CRUDE OIL MARKET FLUCTUATIONS AND PLUMMETS :




The world’s oil supply is outpacing demand in the most uncomfortable way for the oil industry. Some blame OPEC or Saudi Arabia specifically, for not slowing production. But as the analysis shows, it’s really America’s relentless oil boom that’s flooded this market.

THE oil price has fallen by more than 40% since June, when it was $115 a barrel. It is now below $70 and has now fallen to $50 barrel.

Factors which effect oil prices :
-The oil price is partly determined by actual supply and demand, and partly by expectation.
- Demand for energy is closely related to economic activity. It also spikes in the winter in the northern hemisphere, and during summers in countries which use air conditioning.
-Supply can be affected by weather (which prevents tankers loading) and by geopolitical upsets. -If producers think the price is staying high, they invest, which after a lag boosts supply. Similarly, low prices lead to an investment drought.
-OPEC’s decisions shape expectations: if it curbs supply sharply, it can send prices spiking. Saudi Arabia produces nearly 10m barrels a day—a third of the OPEC total. Organization of Petroleum Exporting Countries controls nearly 40% of the world market.

Much of the new oil coming online is more expensive to develop. At the current price of oil, many of those projects no longer make economic sense. Projects are typically not cancelled immediately, but if prices remain low for an extended period of time, many higher-cost projects will be shelved. Supposedly, too, many recent projects have depended on heavy debt financing. Lenders are less likely to lend aggressively if prices remain low. Lower prices hurt all producers over the short term. But the Saudis may think they will have a much stronger long-term position if lower prices slow the development of new projects. That gives the Saudi Arabia significant incentive to allow, if not engineer, a large drop in oil prices.
Hence the Saudis and their Gulf allies have decided not to sacrifice their own market share to restore the price(what this means is that they are not willing to cut their supply order to help the prices to rise). This is because The Organization of Petroleum Exporting Countries is dominated by Gulf producers, notably Saudi Arabia. They have huge reserves to cushion the impact of low prices. They also hope that the slump will eventually shut down high-cost production, tightening the market again. They could curb production sharply

Other factors effecting the oil market are:.
- Demand is low because of weak economic activity, increased efficiency, and a growing switch away from oil to other fuels.
- Second, turmoil in Iraq and Libya—two big oil producers with nearly 4m barrels a day combined—has not affected their output. The market is more sanguine about geopolitical risk.
-Thirdly, America has become the world’s largest oil producer. Though it does not export crude oil, it now imports much less, creating a lot of spare supply.

§ DATA
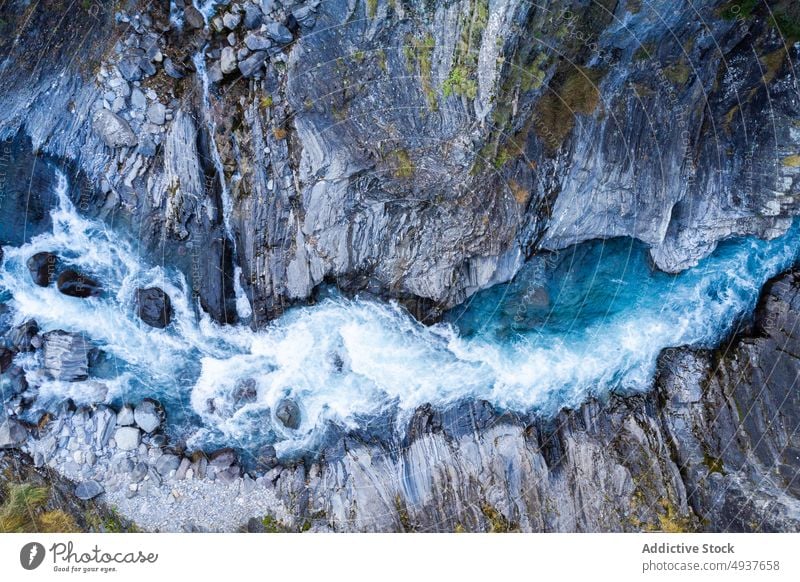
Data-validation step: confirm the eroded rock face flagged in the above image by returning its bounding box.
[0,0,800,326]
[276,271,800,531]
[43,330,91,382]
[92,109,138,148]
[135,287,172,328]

...

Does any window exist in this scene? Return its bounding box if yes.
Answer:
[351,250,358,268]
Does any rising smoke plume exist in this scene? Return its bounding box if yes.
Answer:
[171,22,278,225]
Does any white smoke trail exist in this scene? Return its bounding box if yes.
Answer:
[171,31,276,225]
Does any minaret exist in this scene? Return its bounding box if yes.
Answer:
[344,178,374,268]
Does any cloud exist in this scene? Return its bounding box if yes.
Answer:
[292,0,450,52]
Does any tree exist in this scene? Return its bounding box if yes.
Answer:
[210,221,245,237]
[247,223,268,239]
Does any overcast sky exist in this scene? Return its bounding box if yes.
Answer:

§ YOUR INSTRUCTIONS
Please extract the passage of the crude oil price text above from "- Demand for" to "an investment drought.".

§ IN RESPONSE
- Demand for energy is closely related to economic activity. It also spikes in the winter in the northern hemisphere, and during summers in countries which use air conditioning.
-Supply can be affected by weather (which prevents tankers loading) and by geopolitical upsets. -If producers think the price is staying high, they invest, which after a lag boosts supply. Similarly, low prices lead to an investment drought.